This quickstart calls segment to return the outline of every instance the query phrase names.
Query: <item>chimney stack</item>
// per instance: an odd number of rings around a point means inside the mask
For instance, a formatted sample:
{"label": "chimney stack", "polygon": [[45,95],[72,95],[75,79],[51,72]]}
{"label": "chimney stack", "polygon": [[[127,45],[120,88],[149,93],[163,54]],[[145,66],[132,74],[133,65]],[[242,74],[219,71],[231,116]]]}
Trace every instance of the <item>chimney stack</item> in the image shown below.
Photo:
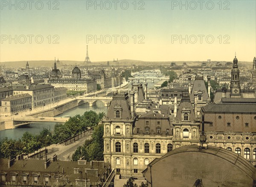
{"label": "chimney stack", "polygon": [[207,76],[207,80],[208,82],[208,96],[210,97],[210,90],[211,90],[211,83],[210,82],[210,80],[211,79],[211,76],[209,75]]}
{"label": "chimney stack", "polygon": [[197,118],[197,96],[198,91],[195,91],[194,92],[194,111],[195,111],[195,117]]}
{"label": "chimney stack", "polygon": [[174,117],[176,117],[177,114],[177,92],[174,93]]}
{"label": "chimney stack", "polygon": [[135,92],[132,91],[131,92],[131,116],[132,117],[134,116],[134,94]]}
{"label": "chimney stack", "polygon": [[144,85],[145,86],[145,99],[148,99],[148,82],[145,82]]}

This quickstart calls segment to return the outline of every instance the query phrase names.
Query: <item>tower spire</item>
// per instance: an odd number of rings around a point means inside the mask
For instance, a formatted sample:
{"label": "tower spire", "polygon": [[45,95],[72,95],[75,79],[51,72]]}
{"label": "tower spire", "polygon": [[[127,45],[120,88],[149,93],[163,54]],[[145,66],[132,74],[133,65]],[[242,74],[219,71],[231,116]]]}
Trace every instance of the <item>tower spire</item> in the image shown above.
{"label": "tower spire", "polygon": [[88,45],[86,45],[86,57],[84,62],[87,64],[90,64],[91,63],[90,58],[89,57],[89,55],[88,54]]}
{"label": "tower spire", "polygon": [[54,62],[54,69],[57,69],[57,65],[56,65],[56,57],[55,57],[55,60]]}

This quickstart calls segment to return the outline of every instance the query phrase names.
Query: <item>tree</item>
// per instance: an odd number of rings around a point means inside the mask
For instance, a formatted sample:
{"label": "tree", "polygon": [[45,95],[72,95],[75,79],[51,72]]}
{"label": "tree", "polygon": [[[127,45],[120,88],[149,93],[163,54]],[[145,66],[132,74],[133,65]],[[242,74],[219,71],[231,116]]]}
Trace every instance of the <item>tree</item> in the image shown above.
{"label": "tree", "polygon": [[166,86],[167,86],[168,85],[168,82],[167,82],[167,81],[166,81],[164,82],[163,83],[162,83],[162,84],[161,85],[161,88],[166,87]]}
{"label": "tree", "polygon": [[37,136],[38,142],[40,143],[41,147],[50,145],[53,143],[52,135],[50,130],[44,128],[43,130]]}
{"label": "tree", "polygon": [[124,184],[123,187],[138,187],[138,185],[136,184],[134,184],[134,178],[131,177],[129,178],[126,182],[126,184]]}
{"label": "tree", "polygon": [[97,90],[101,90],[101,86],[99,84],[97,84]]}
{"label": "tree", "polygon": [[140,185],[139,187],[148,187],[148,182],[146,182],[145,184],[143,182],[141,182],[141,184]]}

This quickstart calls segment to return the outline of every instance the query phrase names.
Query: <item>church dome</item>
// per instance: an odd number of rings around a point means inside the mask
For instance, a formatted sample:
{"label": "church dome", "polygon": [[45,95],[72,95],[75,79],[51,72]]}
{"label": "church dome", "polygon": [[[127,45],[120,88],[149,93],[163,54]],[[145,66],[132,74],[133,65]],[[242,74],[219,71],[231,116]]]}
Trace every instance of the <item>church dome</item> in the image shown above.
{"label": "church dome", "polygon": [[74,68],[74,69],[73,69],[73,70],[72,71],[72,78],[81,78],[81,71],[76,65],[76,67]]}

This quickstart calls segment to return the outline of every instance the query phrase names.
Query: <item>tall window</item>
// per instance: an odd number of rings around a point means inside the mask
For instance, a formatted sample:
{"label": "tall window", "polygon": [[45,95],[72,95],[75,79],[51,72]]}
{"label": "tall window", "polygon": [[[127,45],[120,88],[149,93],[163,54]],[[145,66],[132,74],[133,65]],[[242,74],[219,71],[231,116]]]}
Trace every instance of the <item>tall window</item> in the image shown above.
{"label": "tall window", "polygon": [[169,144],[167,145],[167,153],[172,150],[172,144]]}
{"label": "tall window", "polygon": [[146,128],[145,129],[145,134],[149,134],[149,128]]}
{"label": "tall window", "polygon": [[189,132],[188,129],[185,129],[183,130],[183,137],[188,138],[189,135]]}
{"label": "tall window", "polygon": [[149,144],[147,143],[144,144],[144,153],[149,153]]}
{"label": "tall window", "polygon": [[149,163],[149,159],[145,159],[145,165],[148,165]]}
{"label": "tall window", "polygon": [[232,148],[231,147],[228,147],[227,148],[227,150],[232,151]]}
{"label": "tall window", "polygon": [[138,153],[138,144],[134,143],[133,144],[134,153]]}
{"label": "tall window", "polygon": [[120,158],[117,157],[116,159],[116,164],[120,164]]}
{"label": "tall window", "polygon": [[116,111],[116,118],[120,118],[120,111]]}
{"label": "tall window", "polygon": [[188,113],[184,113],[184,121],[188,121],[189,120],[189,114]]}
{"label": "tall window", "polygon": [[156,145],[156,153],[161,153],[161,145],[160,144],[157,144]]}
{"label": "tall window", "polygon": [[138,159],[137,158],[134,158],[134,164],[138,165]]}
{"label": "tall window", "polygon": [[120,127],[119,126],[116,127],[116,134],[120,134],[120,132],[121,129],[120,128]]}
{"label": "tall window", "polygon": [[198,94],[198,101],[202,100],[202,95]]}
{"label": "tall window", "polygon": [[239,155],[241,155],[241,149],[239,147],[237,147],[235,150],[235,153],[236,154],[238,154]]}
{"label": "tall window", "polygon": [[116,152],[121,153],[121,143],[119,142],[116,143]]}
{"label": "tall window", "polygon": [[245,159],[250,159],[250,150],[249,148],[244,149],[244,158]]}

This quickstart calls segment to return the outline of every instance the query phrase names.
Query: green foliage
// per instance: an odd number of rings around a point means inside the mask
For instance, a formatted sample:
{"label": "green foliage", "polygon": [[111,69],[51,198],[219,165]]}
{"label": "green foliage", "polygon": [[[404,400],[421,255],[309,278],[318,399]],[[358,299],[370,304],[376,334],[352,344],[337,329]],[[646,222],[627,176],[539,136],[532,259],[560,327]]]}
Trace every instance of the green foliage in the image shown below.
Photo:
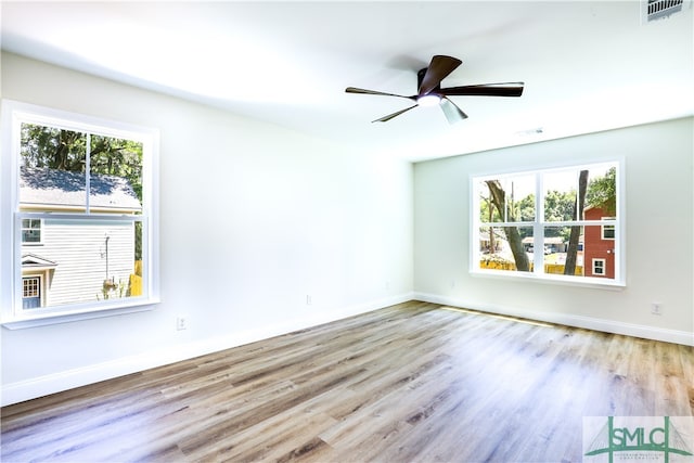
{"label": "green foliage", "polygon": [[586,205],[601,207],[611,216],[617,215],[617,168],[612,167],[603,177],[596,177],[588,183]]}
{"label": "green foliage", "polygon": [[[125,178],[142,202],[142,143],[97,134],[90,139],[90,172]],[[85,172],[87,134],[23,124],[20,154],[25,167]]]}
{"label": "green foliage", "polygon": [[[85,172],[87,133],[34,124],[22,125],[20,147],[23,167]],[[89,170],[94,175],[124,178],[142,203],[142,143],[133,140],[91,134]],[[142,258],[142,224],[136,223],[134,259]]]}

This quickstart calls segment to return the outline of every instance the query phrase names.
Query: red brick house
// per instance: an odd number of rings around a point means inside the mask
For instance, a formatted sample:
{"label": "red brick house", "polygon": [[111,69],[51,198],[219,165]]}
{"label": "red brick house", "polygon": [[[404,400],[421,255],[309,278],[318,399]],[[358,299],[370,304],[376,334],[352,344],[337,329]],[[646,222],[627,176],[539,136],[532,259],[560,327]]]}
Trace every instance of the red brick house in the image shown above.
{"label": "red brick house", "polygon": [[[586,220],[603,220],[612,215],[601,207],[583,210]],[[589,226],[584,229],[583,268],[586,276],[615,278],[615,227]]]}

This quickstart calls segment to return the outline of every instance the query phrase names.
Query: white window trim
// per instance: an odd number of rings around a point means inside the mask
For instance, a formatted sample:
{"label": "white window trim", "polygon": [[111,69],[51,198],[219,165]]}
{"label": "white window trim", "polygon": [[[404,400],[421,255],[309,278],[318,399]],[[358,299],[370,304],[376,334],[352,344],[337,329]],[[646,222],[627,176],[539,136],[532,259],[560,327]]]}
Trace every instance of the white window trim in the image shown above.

**JOB**
Gather every line of the entries above that contains the word "item", copying each one in full.

**ANSWER TO THE EXERCISE**
Query: <item>chimney stack</item>
Trace every instance of the <item>chimney stack</item> in the image shown below.
Query: <item>tower spire</item>
Trace every instance of the <item>tower spire</item> in the image shown above.
Query: <item>tree</item>
Trace every instance of the <item>tree</item> in the image shown above.
Query: <item>church dome</item>
Trace every instance of the <item>church dome</item> in the image shown above.
Query: <item>tall window</item>
Trace every instance of the <item>tall window</item> in the image shown above.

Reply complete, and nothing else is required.